- MATERIAL PROVIDED -

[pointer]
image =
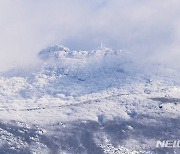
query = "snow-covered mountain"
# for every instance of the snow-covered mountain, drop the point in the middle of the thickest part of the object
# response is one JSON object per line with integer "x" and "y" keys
{"x": 100, "y": 101}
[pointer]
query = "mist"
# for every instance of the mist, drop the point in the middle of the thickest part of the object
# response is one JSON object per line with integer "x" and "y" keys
{"x": 149, "y": 29}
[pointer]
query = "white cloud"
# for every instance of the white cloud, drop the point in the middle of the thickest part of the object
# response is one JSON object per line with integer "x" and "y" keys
{"x": 149, "y": 28}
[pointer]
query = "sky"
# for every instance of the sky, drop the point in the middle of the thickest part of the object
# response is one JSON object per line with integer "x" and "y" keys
{"x": 149, "y": 29}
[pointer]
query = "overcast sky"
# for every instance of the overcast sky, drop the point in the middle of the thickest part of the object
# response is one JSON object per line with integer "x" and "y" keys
{"x": 149, "y": 28}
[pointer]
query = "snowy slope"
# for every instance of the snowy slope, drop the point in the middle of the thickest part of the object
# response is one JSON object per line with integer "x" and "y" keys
{"x": 101, "y": 101}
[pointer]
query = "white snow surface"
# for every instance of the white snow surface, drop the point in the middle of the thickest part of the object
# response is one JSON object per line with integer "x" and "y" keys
{"x": 100, "y": 101}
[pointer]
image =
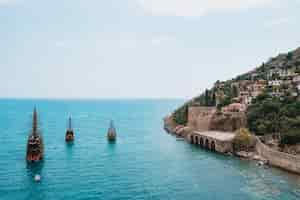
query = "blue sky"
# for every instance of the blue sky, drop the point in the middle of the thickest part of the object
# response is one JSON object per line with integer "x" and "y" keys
{"x": 137, "y": 48}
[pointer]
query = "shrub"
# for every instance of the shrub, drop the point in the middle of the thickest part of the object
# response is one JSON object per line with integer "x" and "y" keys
{"x": 290, "y": 138}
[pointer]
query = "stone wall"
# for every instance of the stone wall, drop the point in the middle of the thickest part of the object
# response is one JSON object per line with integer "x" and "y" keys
{"x": 228, "y": 122}
{"x": 206, "y": 118}
{"x": 199, "y": 117}
{"x": 279, "y": 159}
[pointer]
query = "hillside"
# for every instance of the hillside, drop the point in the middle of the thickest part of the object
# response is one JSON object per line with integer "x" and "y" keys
{"x": 268, "y": 95}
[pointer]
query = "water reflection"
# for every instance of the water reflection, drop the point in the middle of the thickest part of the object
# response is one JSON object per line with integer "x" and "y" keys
{"x": 34, "y": 169}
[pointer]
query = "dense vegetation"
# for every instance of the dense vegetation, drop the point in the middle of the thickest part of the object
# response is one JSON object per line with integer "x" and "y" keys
{"x": 277, "y": 116}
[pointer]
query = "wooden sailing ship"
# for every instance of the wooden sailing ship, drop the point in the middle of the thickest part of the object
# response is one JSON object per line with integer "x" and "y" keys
{"x": 111, "y": 134}
{"x": 35, "y": 146}
{"x": 70, "y": 132}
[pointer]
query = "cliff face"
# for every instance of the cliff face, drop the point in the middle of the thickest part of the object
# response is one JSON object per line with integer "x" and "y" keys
{"x": 228, "y": 122}
{"x": 207, "y": 118}
{"x": 199, "y": 118}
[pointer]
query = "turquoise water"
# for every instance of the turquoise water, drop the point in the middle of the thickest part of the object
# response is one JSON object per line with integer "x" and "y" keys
{"x": 144, "y": 163}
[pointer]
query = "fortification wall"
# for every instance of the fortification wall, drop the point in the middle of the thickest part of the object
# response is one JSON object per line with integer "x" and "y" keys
{"x": 279, "y": 159}
{"x": 199, "y": 117}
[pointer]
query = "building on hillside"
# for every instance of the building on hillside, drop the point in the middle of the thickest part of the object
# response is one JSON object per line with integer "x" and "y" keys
{"x": 234, "y": 107}
{"x": 274, "y": 83}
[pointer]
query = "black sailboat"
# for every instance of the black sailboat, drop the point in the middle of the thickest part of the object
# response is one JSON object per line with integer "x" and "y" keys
{"x": 111, "y": 134}
{"x": 70, "y": 132}
{"x": 35, "y": 146}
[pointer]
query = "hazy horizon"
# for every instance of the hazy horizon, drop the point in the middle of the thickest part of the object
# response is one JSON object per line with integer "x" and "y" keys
{"x": 137, "y": 49}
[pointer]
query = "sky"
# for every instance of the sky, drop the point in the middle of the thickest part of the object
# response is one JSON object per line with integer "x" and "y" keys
{"x": 137, "y": 48}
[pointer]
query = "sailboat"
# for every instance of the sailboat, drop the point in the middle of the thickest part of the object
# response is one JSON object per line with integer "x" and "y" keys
{"x": 35, "y": 146}
{"x": 111, "y": 133}
{"x": 70, "y": 133}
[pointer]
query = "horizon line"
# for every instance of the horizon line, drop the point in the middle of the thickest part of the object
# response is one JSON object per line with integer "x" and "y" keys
{"x": 93, "y": 98}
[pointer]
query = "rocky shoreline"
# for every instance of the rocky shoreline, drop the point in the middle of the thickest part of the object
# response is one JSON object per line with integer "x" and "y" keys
{"x": 263, "y": 155}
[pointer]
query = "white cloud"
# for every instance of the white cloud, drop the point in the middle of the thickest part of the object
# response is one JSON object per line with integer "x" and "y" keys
{"x": 158, "y": 40}
{"x": 279, "y": 21}
{"x": 197, "y": 7}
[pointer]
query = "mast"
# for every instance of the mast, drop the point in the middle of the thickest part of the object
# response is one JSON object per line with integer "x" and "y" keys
{"x": 70, "y": 123}
{"x": 34, "y": 123}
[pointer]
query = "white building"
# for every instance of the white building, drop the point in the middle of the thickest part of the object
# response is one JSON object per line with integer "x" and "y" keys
{"x": 275, "y": 83}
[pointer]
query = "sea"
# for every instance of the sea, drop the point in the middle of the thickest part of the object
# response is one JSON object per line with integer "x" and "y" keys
{"x": 144, "y": 163}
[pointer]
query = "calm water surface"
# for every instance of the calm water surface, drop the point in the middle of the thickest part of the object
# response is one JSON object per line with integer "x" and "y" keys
{"x": 144, "y": 163}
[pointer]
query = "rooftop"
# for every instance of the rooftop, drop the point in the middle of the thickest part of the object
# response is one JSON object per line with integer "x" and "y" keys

- STATED TASK -
Skip the pictures and print each record exactly as it stands.

- FINAL RESULT -
[pointer]
image =
query = "snow-covered mountain"
# for every instance of the snow-covered mountain, drop the point in the middle of the thickest part of the object
# response is one JSON object per line with integer "x" and "y" keys
{"x": 100, "y": 101}
[pointer]
query = "mist"
# for every instance of the mist, drop the point in the middle of the thickest part of the object
# response is one JSON object per line with integer "x" and "y" keys
{"x": 149, "y": 29}
[pointer]
query = "white cloud"
# for every instance of the white cloud, drop the point in the middle of the thickest part of the object
# response is one JSON object per line with integer "x" and "y" keys
{"x": 149, "y": 28}
[pointer]
query = "sky"
# for every instance of the sky, drop the point in the middle of the thickest part of the object
# response is one JSON object per line with integer "x" and "y" keys
{"x": 149, "y": 29}
[pointer]
query = "overcast sky"
# for every instance of the overcast sky, drop the point in the middle of the thickest part of the object
# response is one JSON object per line with integer "x" and "y" keys
{"x": 149, "y": 28}
[pointer]
query = "snowy slope"
# for every instance of the snowy slope, drop the point in the middle of the thickest part of the object
# response is one JSON object per line with integer "x" and "y" keys
{"x": 101, "y": 101}
[pointer]
query = "white snow surface"
# for every instance of the white snow surface, drop the point in the middle of the thickest part of the object
# response is one JSON object per line with integer "x" and "y" keys
{"x": 100, "y": 101}
[pointer]
image =
query = "blue sky"
# for every instance of the blue sky, drop the point in the middle of the thickest part of the object
# response is one JSON object per line with integer "x" and "y" keys
{"x": 137, "y": 48}
[pointer]
query = "shrub"
# for every instance of the shrub, drop the point in the middle of the thickest part of the object
# response is one JSON object per line with integer "x" and "y" keys
{"x": 290, "y": 138}
[pointer]
query = "stone wall"
# for every instance of the stone wall, drop the point in the middle of the thickest part of the object
# response is one JSON object per line with integer "x" and "y" keys
{"x": 228, "y": 122}
{"x": 206, "y": 118}
{"x": 199, "y": 117}
{"x": 279, "y": 159}
[pointer]
query = "hillside"
# for every instance of the hillside, drop the point in the middle of the thickest part of the object
# response is one JSON object per line with integer "x" and "y" keys
{"x": 268, "y": 95}
[pointer]
query = "water reflection"
# for every instance of the water reflection, drop the point in the middle of the thickest part of the object
# response is one JSON object per line with integer "x" and "y" keys
{"x": 34, "y": 169}
[pointer]
query = "dense vegetation"
# for every instance of the dense vegetation, drop the point in the middle of the thickest part of the object
# response is one JSON object per line with integer "x" and "y" keys
{"x": 277, "y": 116}
[pointer]
query = "wooden sailing ship"
# for every instance of the wooden sailing ship, drop the point in the middle of the thickest part of the object
# response is one JSON object per line with integer "x" and "y" keys
{"x": 111, "y": 134}
{"x": 35, "y": 146}
{"x": 70, "y": 132}
[pointer]
query = "cliff face"
# for every instance of the cliff face, drop the point in the middle of the thickest part of the object
# response is one JSON object per line with integer "x" and "y" keys
{"x": 228, "y": 122}
{"x": 207, "y": 118}
{"x": 199, "y": 118}
[pointer]
query = "turquoise water"
# for every instance of the turquoise water, drop the point in the middle of the thickest part of the object
# response is one JSON object per line with integer "x" and "y" keys
{"x": 144, "y": 163}
[pointer]
query = "fortification wall"
# for every instance of the fortification wall, drop the point in the middle of the thickest part of the object
# response is one JSON object per line with integer "x" and "y" keys
{"x": 279, "y": 159}
{"x": 199, "y": 117}
[pointer]
query = "building on hillside"
# for every instance of the building on hillside, drop the point in the middle of the thickest part of the object
# response is one JSON object per line with integer "x" and "y" keys
{"x": 234, "y": 107}
{"x": 274, "y": 83}
[pointer]
query = "black sailboat"
# for every instance of the black sailboat, drop the point in the middle of the thickest part of the object
# response is one JSON object per line with integer "x" and "y" keys
{"x": 111, "y": 134}
{"x": 70, "y": 132}
{"x": 35, "y": 146}
[pointer]
query = "hazy horizon"
# for every instance of the hazy horizon, drop the point in the middle of the thickest part of the object
# response is one JSON object per line with integer "x" and "y" keys
{"x": 137, "y": 49}
[pointer]
query = "sky"
# for every instance of the sky, drop the point in the middle of the thickest part of the object
# response is one JSON object per line with integer "x" and "y" keys
{"x": 137, "y": 48}
[pointer]
query = "sailboat"
# for every instance of the sailboat, drop the point in the middle of the thickest part of the object
# response is one JSON object per line with integer "x" and "y" keys
{"x": 35, "y": 146}
{"x": 111, "y": 133}
{"x": 70, "y": 133}
[pointer]
query = "horizon line"
# for every instance of the horizon line, drop the point in the middle of the thickest part of the object
# response is one JSON object per line with integer "x" and "y" keys
{"x": 93, "y": 98}
[pointer]
query = "rocky shoreline"
# for every instance of the rocky shoreline, drop the point in the middle of the thickest part of the object
# response is one JSON object per line with integer "x" and "y" keys
{"x": 263, "y": 155}
[pointer]
query = "white cloud"
# for every instance of the white cloud, drop the point in the middle of the thickest part of the object
# response is one JSON object per line with integer "x" and "y" keys
{"x": 158, "y": 40}
{"x": 279, "y": 21}
{"x": 197, "y": 7}
[pointer]
query = "mast"
# for every instance of the mast, drop the point in the middle of the thickest part of the object
# response is one JSON object per line with integer "x" and "y" keys
{"x": 70, "y": 123}
{"x": 34, "y": 123}
[pointer]
query = "white building"
# for every instance of the white building, drop the point in the middle of the thickest part of the object
# response is one JSON object per line with integer "x" and "y" keys
{"x": 275, "y": 83}
[pointer]
query = "sea"
# for every instance of the sea, drop the point in the middle of the thickest part of the object
# response is one JSON object per line with integer "x" and "y" keys
{"x": 144, "y": 163}
[pointer]
query = "calm water surface"
# for every instance of the calm water surface, drop the point in the middle of the thickest part of the object
# response is one JSON object per line with integer "x" and "y" keys
{"x": 144, "y": 163}
[pointer]
query = "rooftop"
# for every instance of the rooftop, drop the point in the middle of the thickest part of the object
# response is one JSON object per line with integer "x" and "y" keys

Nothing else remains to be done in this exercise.